#### AVAILABLE DATA:
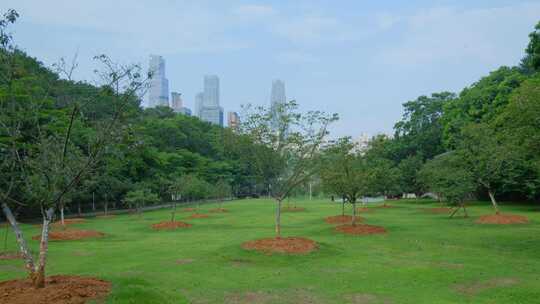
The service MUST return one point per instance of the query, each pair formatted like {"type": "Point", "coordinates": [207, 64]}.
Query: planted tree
{"type": "Point", "coordinates": [286, 150]}
{"type": "Point", "coordinates": [345, 173]}
{"type": "Point", "coordinates": [41, 163]}
{"type": "Point", "coordinates": [447, 176]}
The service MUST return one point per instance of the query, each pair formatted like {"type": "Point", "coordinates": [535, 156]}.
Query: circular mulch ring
{"type": "Point", "coordinates": [292, 209]}
{"type": "Point", "coordinates": [198, 215]}
{"type": "Point", "coordinates": [364, 209]}
{"type": "Point", "coordinates": [341, 219]}
{"type": "Point", "coordinates": [59, 289]}
{"type": "Point", "coordinates": [10, 256]}
{"type": "Point", "coordinates": [502, 219]}
{"type": "Point", "coordinates": [170, 225]}
{"type": "Point", "coordinates": [437, 210]}
{"type": "Point", "coordinates": [71, 234]}
{"type": "Point", "coordinates": [218, 210]}
{"type": "Point", "coordinates": [360, 229]}
{"type": "Point", "coordinates": [288, 245]}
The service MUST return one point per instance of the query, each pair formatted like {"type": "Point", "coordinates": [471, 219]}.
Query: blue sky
{"type": "Point", "coordinates": [360, 59]}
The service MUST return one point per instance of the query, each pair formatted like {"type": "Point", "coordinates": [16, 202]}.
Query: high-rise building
{"type": "Point", "coordinates": [277, 97]}
{"type": "Point", "coordinates": [177, 104]}
{"type": "Point", "coordinates": [233, 120]}
{"type": "Point", "coordinates": [209, 109]}
{"type": "Point", "coordinates": [158, 93]}
{"type": "Point", "coordinates": [199, 98]}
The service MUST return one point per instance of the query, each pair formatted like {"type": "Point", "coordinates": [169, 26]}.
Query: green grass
{"type": "Point", "coordinates": [424, 258]}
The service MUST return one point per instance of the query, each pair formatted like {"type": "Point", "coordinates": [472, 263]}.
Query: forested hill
{"type": "Point", "coordinates": [151, 149]}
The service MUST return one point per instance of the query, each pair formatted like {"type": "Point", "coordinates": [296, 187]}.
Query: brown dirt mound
{"type": "Point", "coordinates": [10, 256]}
{"type": "Point", "coordinates": [170, 225]}
{"type": "Point", "coordinates": [437, 210]}
{"type": "Point", "coordinates": [70, 221]}
{"type": "Point", "coordinates": [218, 210]}
{"type": "Point", "coordinates": [341, 219]}
{"type": "Point", "coordinates": [71, 234]}
{"type": "Point", "coordinates": [58, 289]}
{"type": "Point", "coordinates": [502, 219]}
{"type": "Point", "coordinates": [289, 245]}
{"type": "Point", "coordinates": [292, 209]}
{"type": "Point", "coordinates": [360, 229]}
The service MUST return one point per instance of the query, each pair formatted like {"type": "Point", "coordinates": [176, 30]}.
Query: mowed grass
{"type": "Point", "coordinates": [424, 258]}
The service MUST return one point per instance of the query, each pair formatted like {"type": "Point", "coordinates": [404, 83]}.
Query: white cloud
{"type": "Point", "coordinates": [447, 34]}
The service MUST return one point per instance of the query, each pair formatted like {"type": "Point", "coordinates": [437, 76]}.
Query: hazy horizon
{"type": "Point", "coordinates": [361, 60]}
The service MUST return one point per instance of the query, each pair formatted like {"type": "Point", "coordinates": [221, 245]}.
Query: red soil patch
{"type": "Point", "coordinates": [170, 225]}
{"type": "Point", "coordinates": [70, 221]}
{"type": "Point", "coordinates": [289, 245]}
{"type": "Point", "coordinates": [502, 219]}
{"type": "Point", "coordinates": [292, 209]}
{"type": "Point", "coordinates": [364, 209]}
{"type": "Point", "coordinates": [341, 219]}
{"type": "Point", "coordinates": [71, 234]}
{"type": "Point", "coordinates": [58, 289]}
{"type": "Point", "coordinates": [437, 210]}
{"type": "Point", "coordinates": [384, 206]}
{"type": "Point", "coordinates": [360, 229]}
{"type": "Point", "coordinates": [198, 215]}
{"type": "Point", "coordinates": [10, 256]}
{"type": "Point", "coordinates": [218, 210]}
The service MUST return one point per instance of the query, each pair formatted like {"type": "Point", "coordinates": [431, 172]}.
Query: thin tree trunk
{"type": "Point", "coordinates": [278, 219]}
{"type": "Point", "coordinates": [62, 216]}
{"type": "Point", "coordinates": [493, 201]}
{"type": "Point", "coordinates": [353, 221]}
{"type": "Point", "coordinates": [38, 277]}
{"type": "Point", "coordinates": [173, 215]}
{"type": "Point", "coordinates": [23, 246]}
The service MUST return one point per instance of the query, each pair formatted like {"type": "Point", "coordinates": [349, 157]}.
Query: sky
{"type": "Point", "coordinates": [361, 59]}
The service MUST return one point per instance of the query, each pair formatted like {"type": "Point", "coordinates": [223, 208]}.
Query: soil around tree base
{"type": "Point", "coordinates": [288, 245]}
{"type": "Point", "coordinates": [502, 219]}
{"type": "Point", "coordinates": [362, 229]}
{"type": "Point", "coordinates": [170, 225]}
{"type": "Point", "coordinates": [341, 219]}
{"type": "Point", "coordinates": [59, 289]}
{"type": "Point", "coordinates": [218, 210]}
{"type": "Point", "coordinates": [71, 234]}
{"type": "Point", "coordinates": [292, 209]}
{"type": "Point", "coordinates": [198, 215]}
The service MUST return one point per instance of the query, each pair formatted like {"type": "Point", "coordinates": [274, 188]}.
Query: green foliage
{"type": "Point", "coordinates": [447, 176]}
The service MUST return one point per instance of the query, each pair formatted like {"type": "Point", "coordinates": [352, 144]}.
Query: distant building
{"type": "Point", "coordinates": [277, 97]}
{"type": "Point", "coordinates": [233, 120]}
{"type": "Point", "coordinates": [158, 93]}
{"type": "Point", "coordinates": [199, 99]}
{"type": "Point", "coordinates": [177, 104]}
{"type": "Point", "coordinates": [207, 105]}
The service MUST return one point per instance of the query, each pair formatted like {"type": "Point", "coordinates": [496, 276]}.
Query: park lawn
{"type": "Point", "coordinates": [424, 258]}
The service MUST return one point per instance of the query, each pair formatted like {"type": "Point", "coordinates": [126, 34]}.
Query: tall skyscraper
{"type": "Point", "coordinates": [177, 104]}
{"type": "Point", "coordinates": [199, 99]}
{"type": "Point", "coordinates": [210, 110]}
{"type": "Point", "coordinates": [158, 93]}
{"type": "Point", "coordinates": [233, 120]}
{"type": "Point", "coordinates": [277, 97]}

#### TASK DIRECTIONS:
Each entry is to be transcribed verbatim, and any picture in it is to be skipped.

#### TASK RESPONSE:
The service MUST return one point per instance of the query, each pair formatted like {"type": "Point", "coordinates": [207, 64]}.
Query: planted tree
{"type": "Point", "coordinates": [286, 150]}
{"type": "Point", "coordinates": [345, 173]}
{"type": "Point", "coordinates": [41, 163]}
{"type": "Point", "coordinates": [447, 176]}
The service MUST return one point per instance of the query, each pair formatted like {"type": "Point", "coordinates": [535, 156]}.
Query: circular mulch ring
{"type": "Point", "coordinates": [292, 209]}
{"type": "Point", "coordinates": [198, 215]}
{"type": "Point", "coordinates": [364, 209]}
{"type": "Point", "coordinates": [341, 219]}
{"type": "Point", "coordinates": [59, 289]}
{"type": "Point", "coordinates": [10, 256]}
{"type": "Point", "coordinates": [502, 219]}
{"type": "Point", "coordinates": [170, 225]}
{"type": "Point", "coordinates": [437, 210]}
{"type": "Point", "coordinates": [71, 234]}
{"type": "Point", "coordinates": [218, 210]}
{"type": "Point", "coordinates": [360, 229]}
{"type": "Point", "coordinates": [288, 245]}
The service MUST return one point per instance of the query, each pair formatted like {"type": "Point", "coordinates": [471, 219]}.
Query: blue sky
{"type": "Point", "coordinates": [360, 59]}
The service MUST return one point per instance of the query, each pair formatted like {"type": "Point", "coordinates": [16, 202]}.
Query: high-rise building
{"type": "Point", "coordinates": [277, 97]}
{"type": "Point", "coordinates": [177, 104]}
{"type": "Point", "coordinates": [233, 120]}
{"type": "Point", "coordinates": [209, 109]}
{"type": "Point", "coordinates": [158, 93]}
{"type": "Point", "coordinates": [199, 98]}
The service MUST return one point per instance of the query, each pair formatted like {"type": "Point", "coordinates": [169, 26]}.
Query: green grass
{"type": "Point", "coordinates": [424, 258]}
The service MUST return one point per instance of the query, each pair formatted like {"type": "Point", "coordinates": [472, 263]}.
Query: forested hill
{"type": "Point", "coordinates": [151, 149]}
The service MUST return one point per instance of the query, each pair formatted like {"type": "Point", "coordinates": [296, 187]}.
Query: brown dirt mound
{"type": "Point", "coordinates": [10, 256]}
{"type": "Point", "coordinates": [170, 225]}
{"type": "Point", "coordinates": [437, 210]}
{"type": "Point", "coordinates": [70, 221]}
{"type": "Point", "coordinates": [218, 210]}
{"type": "Point", "coordinates": [341, 219]}
{"type": "Point", "coordinates": [71, 234]}
{"type": "Point", "coordinates": [58, 289]}
{"type": "Point", "coordinates": [502, 219]}
{"type": "Point", "coordinates": [289, 245]}
{"type": "Point", "coordinates": [292, 209]}
{"type": "Point", "coordinates": [360, 229]}
The service MUST return one point per instance of the query, each pair formatted like {"type": "Point", "coordinates": [176, 30]}.
Query: mowed grass
{"type": "Point", "coordinates": [424, 258]}
The service MUST return one point per instance of the query, each pair formatted like {"type": "Point", "coordinates": [404, 83]}.
Query: white cloud
{"type": "Point", "coordinates": [447, 34]}
The service MUST return one point per instance of the query, each pair formatted like {"type": "Point", "coordinates": [437, 76]}.
Query: hazy horizon
{"type": "Point", "coordinates": [361, 60]}
The service MUST return one point per instance of the query, each pair formatted like {"type": "Point", "coordinates": [221, 245]}.
Query: red soil patch
{"type": "Point", "coordinates": [170, 225]}
{"type": "Point", "coordinates": [70, 221]}
{"type": "Point", "coordinates": [289, 245]}
{"type": "Point", "coordinates": [502, 219]}
{"type": "Point", "coordinates": [292, 209]}
{"type": "Point", "coordinates": [364, 209]}
{"type": "Point", "coordinates": [341, 219]}
{"type": "Point", "coordinates": [71, 234]}
{"type": "Point", "coordinates": [58, 289]}
{"type": "Point", "coordinates": [437, 210]}
{"type": "Point", "coordinates": [384, 206]}
{"type": "Point", "coordinates": [360, 229]}
{"type": "Point", "coordinates": [198, 215]}
{"type": "Point", "coordinates": [10, 256]}
{"type": "Point", "coordinates": [218, 210]}
The service MUST return one point per instance of the query, each pair formatted like {"type": "Point", "coordinates": [431, 172]}.
Query: thin tree trunk
{"type": "Point", "coordinates": [278, 219]}
{"type": "Point", "coordinates": [62, 216]}
{"type": "Point", "coordinates": [493, 201]}
{"type": "Point", "coordinates": [353, 221]}
{"type": "Point", "coordinates": [38, 277]}
{"type": "Point", "coordinates": [173, 215]}
{"type": "Point", "coordinates": [23, 246]}
The service MUST return one point per instance of the query, each pair formatted like {"type": "Point", "coordinates": [349, 157]}.
Query: sky
{"type": "Point", "coordinates": [361, 59]}
The service MUST return one point per instance of the query, each pair formatted like {"type": "Point", "coordinates": [223, 208]}.
Query: soil around tree base
{"type": "Point", "coordinates": [288, 245]}
{"type": "Point", "coordinates": [502, 219]}
{"type": "Point", "coordinates": [362, 229]}
{"type": "Point", "coordinates": [170, 225]}
{"type": "Point", "coordinates": [341, 219]}
{"type": "Point", "coordinates": [59, 289]}
{"type": "Point", "coordinates": [218, 210]}
{"type": "Point", "coordinates": [71, 234]}
{"type": "Point", "coordinates": [292, 209]}
{"type": "Point", "coordinates": [198, 215]}
The service MUST return one point per instance of the query, each pair formatted like {"type": "Point", "coordinates": [274, 188]}.
Query: green foliage
{"type": "Point", "coordinates": [447, 176]}
The service MUST return one point per instance of the query, each pair formatted like {"type": "Point", "coordinates": [352, 144]}.
Query: distant building
{"type": "Point", "coordinates": [277, 97]}
{"type": "Point", "coordinates": [233, 120]}
{"type": "Point", "coordinates": [158, 93]}
{"type": "Point", "coordinates": [199, 99]}
{"type": "Point", "coordinates": [177, 104]}
{"type": "Point", "coordinates": [207, 105]}
The service MUST return one point per instance of the query, each pair formatted like {"type": "Point", "coordinates": [496, 276]}.
Query: park lawn
{"type": "Point", "coordinates": [424, 258]}
The service MUST return one point per instance of the query, each pair formatted like {"type": "Point", "coordinates": [126, 34]}.
Query: tall skyscraper
{"type": "Point", "coordinates": [177, 104]}
{"type": "Point", "coordinates": [199, 99]}
{"type": "Point", "coordinates": [210, 110]}
{"type": "Point", "coordinates": [158, 93]}
{"type": "Point", "coordinates": [233, 120]}
{"type": "Point", "coordinates": [277, 97]}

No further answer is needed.